Reproduce the lines below exactly as they appear, covering every record, but leave out the pictures.

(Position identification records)
____
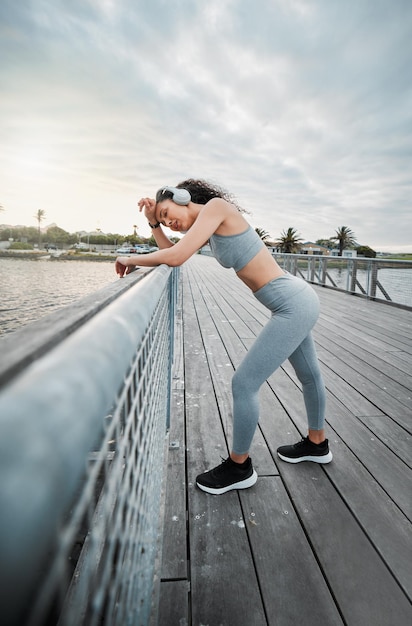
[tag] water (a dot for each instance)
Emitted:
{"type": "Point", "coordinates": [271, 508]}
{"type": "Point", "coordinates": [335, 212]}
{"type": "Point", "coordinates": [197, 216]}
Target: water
{"type": "Point", "coordinates": [30, 289]}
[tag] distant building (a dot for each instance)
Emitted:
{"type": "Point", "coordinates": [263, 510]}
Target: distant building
{"type": "Point", "coordinates": [313, 248]}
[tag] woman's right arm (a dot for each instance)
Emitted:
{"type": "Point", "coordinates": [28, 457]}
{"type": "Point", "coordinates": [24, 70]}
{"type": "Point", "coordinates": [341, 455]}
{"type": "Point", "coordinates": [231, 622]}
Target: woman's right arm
{"type": "Point", "coordinates": [148, 205]}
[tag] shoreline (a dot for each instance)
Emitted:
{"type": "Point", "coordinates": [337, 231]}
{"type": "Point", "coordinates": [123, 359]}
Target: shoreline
____
■ OUTPUT BELOW:
[tag] water (a dot for each instance)
Emitted:
{"type": "Point", "coordinates": [271, 508]}
{"type": "Point", "coordinates": [335, 212]}
{"type": "Point", "coordinates": [197, 216]}
Target: water
{"type": "Point", "coordinates": [30, 289]}
[tag] distant building (a dot for each instance)
Emitted:
{"type": "Point", "coordinates": [263, 510]}
Target: distant building
{"type": "Point", "coordinates": [313, 248]}
[tag] woman's right arm (a dot for each instance)
Emitted:
{"type": "Point", "coordinates": [28, 457]}
{"type": "Point", "coordinates": [24, 70]}
{"type": "Point", "coordinates": [341, 455]}
{"type": "Point", "coordinates": [231, 622]}
Target: woman's right arm
{"type": "Point", "coordinates": [148, 205]}
[tag] shoreline (a dot for each instance)
Emitted:
{"type": "Point", "coordinates": [337, 231]}
{"type": "Point", "coordinates": [123, 359]}
Target: shoreline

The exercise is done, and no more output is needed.